Task brief: What is needed is a verbatim copy of every record below, with the pictures left out.

** Exercise data follows **

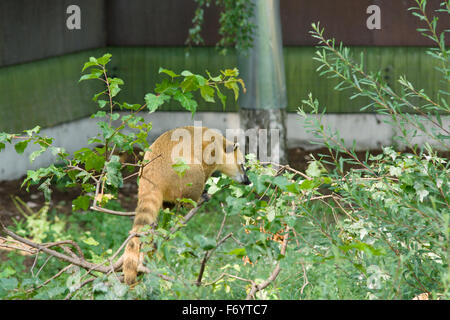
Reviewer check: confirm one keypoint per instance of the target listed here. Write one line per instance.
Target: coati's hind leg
(146, 213)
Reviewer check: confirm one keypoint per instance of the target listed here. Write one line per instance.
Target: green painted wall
(47, 92)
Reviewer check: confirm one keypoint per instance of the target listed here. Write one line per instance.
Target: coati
(204, 151)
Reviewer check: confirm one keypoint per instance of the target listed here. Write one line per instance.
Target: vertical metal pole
(262, 69)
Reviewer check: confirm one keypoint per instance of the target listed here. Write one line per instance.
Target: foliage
(347, 228)
(236, 27)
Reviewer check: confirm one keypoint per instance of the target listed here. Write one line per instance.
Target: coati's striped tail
(147, 210)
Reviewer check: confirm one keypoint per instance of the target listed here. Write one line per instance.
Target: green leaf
(81, 203)
(315, 169)
(155, 101)
(207, 93)
(105, 59)
(222, 97)
(238, 252)
(113, 174)
(91, 241)
(168, 72)
(21, 146)
(204, 242)
(88, 64)
(186, 101)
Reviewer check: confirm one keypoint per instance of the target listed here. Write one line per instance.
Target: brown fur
(160, 183)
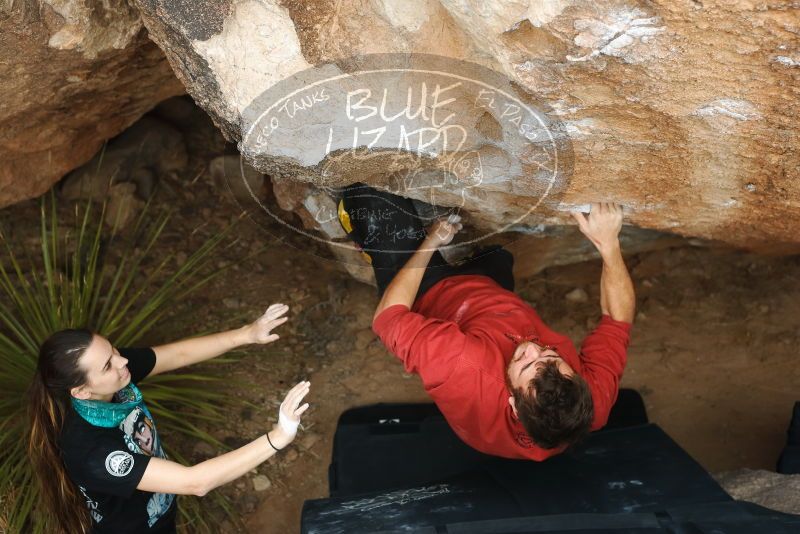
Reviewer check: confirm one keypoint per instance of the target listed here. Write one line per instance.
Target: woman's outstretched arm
(197, 349)
(164, 476)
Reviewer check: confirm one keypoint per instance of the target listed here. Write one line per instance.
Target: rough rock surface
(72, 75)
(686, 113)
(771, 490)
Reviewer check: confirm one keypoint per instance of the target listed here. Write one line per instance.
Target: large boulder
(686, 113)
(72, 75)
(771, 490)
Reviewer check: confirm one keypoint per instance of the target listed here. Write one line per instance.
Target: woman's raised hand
(290, 412)
(261, 328)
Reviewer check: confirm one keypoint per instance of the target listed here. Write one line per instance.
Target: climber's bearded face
(528, 360)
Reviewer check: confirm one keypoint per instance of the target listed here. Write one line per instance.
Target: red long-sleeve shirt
(459, 338)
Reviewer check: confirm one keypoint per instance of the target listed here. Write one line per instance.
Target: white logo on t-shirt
(119, 463)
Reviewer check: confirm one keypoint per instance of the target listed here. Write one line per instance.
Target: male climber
(506, 383)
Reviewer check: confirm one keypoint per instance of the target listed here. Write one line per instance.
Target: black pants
(389, 230)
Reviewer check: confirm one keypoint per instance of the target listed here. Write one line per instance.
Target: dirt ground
(713, 349)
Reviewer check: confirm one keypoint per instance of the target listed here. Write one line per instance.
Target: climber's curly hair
(554, 409)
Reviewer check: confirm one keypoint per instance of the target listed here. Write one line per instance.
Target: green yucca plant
(73, 283)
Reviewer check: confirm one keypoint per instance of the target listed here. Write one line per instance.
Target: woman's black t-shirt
(108, 463)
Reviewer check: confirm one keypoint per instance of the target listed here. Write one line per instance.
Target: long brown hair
(56, 374)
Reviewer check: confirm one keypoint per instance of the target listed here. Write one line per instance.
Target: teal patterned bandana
(109, 414)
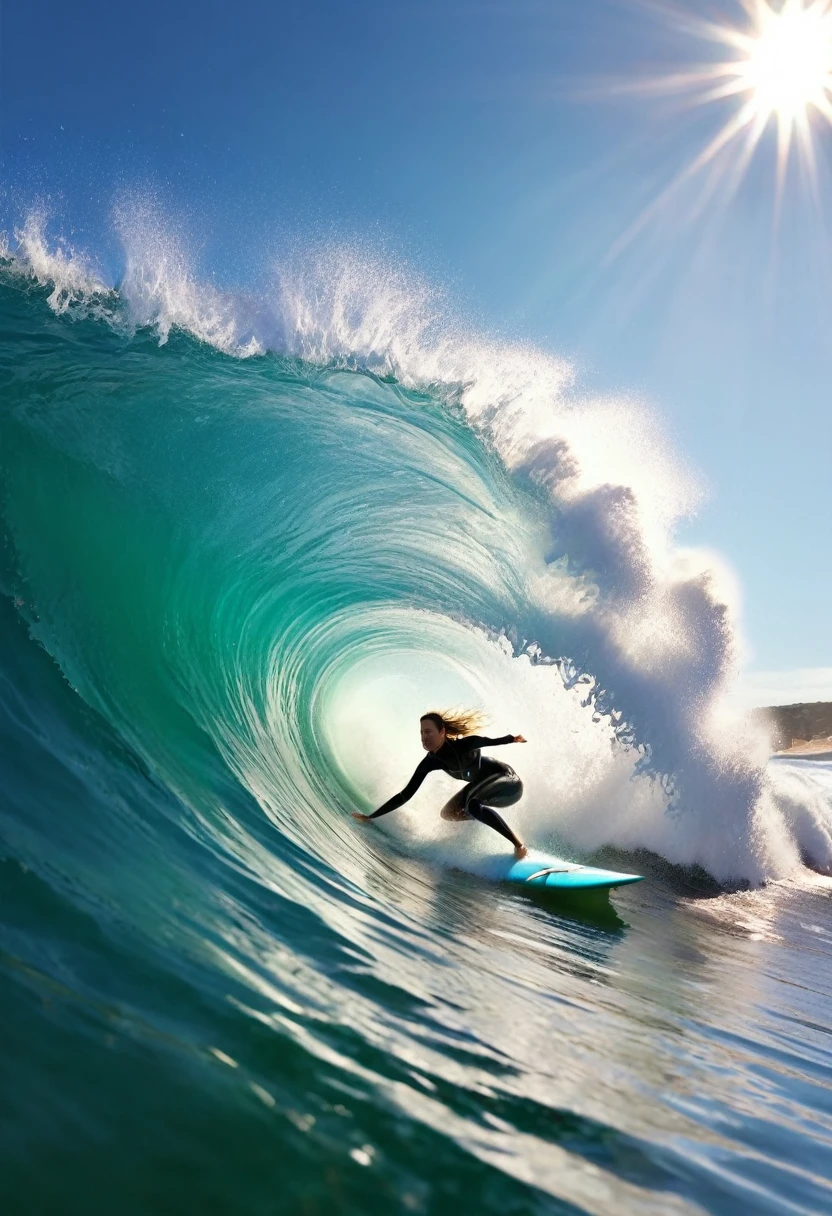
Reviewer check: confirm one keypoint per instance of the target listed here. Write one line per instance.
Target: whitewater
(249, 535)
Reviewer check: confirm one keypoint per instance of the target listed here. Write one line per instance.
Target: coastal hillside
(793, 725)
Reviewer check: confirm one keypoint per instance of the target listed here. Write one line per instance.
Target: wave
(266, 529)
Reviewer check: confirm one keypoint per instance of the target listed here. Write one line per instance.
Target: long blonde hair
(456, 722)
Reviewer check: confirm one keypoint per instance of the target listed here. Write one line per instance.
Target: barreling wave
(258, 556)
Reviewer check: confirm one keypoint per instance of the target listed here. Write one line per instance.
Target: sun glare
(788, 63)
(773, 71)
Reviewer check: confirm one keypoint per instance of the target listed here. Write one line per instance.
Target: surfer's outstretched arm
(423, 767)
(479, 741)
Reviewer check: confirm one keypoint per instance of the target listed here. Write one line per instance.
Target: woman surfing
(453, 748)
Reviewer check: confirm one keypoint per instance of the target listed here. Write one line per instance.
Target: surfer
(453, 748)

** End of Exercise data **

Written solution:
Reviewer check: confirm one keypoint per instance of the target listed here. Write one line per instance.
Target: coati's hind leg
(146, 213)
Reviewer check: confirm one keypoint per instance of the target listed here. Write one line per instance.
Target: green painted wall
(47, 92)
Reviewer check: confirm one keypoint per instance of the target listed here. Write one line per instance.
Target: coati
(204, 151)
Reviewer check: confirm one keypoint per instance of the target listed here. Write one line per instance.
Target: vertical metal pole
(262, 69)
Reviewer check: confirm one keypoint per instance of the target listed here. Write one line per instance.
Target: foliage
(347, 228)
(236, 27)
Reviewer check: confirm one keypoint per instance of the target listed here. Write one line per instance.
Target: coati's striped tail
(147, 210)
Reviewer check: confirm one keypoint per instance of the target listed here. Write one line per instance.
Target: green leaf
(81, 203)
(315, 169)
(155, 101)
(207, 93)
(105, 59)
(222, 97)
(238, 252)
(113, 174)
(91, 241)
(168, 72)
(21, 146)
(204, 242)
(88, 64)
(186, 101)
Reviewer check: confirm one keypoint per instance of the target listed here. Write one line per instance.
Target: brown fur
(160, 183)
Reviewer check: confirm one keypoint per instance of the target listed here. Write one line per instance.
Target: woman's outstretched arm
(197, 349)
(164, 476)
Reviewer check: confirm one keypoint per instance of the target listed here. Write one line per instance.
Target: rough rock surface
(72, 75)
(686, 113)
(771, 490)
Reviewer check: confirm one keypoint per instance of the target listed here. Write one line per instance.
Target: large boulder
(686, 113)
(72, 75)
(771, 490)
Reviewer check: confirm one keypoint per instance of the target listed here. Write one line per instance.
Target: woman's raised hand
(290, 412)
(261, 328)
Reviewer check: confirm one keypoint per instance of the target listed here. Write one line per instance.
Target: climber's bearded face
(528, 360)
Reviewer check: confirm one keypoint per instance of the target listed here. Write one line per instance.
Target: red long-sleeve shirt
(459, 338)
Reviewer check: confirm one keypoint per instance of the target listed here. Write one line per instance.
Target: white logo on t-shirt
(119, 463)
Reviewer check: confirm one keypoint per instance of the target listed here. Write one line per instance.
Target: male climber
(506, 383)
Reviewer check: confirm one keypoint per instance of the target listed here. Write one line per instance.
Target: black pants
(389, 230)
Reviewer check: confirm one keypoint per instance of the target listed here. Write one line per instance.
Target: dirt ground
(713, 349)
Reviewer check: confirm one keypoint per instance of the target listed here. Write one line per instance.
Target: climber's curly hair
(554, 409)
Reviewer check: confirm one keypoint per instance of the target listed here. Write one line per instance.
Target: green yucca plant
(73, 283)
Reviewer check: confirm one keypoint per instance of the target listed here. Write one line per instance.
Target: woman's black t-shirt
(108, 463)
Reviewer check: confirm one keypoint per instance of the target listed here. Write one line per instance.
Target: long brown hair
(56, 374)
Reviewer check: confirm one keypoint per instance of the target listed here. Write one line per instance.
Target: teal patterned bandana
(109, 414)
Reviewer check: confirm one keypoint per instance of the target listed here. Write one line per instance.
Target: whitewater
(249, 535)
Reviewer check: confirm one keypoint per instance of the target listed here. Write one line per instance.
Target: coastal hillside
(793, 725)
Reviewer check: confirm one keypoint per instance of the target listed here. Write one line per instance.
Target: wave
(266, 529)
Reviewer check: confirm one keypoint per instance of the target listed here. Write one line per instance.
Target: long blonde hair
(456, 722)
Reviewer check: confirm one keypoint per instance of the target listed here. Write one line per instance.
Target: barreling wave
(258, 556)
Reviewer check: confirm one keypoint per instance of the target listed here. Write one line per instance.
Target: sun glare
(788, 63)
(773, 71)
Reviewer check: confirm one keypoint per instance of the target listed here. Write one line per instance.
Target: surfer's outstretched arm
(423, 767)
(479, 741)
Reviewer check: confirm one keypoint per instance of the target listed here. Write one line per instance.
Target: woman surfing
(453, 748)
Reviewer check: confirm one keypoint per instance of the target listed here. Write one line per instance.
Target: surfer
(453, 748)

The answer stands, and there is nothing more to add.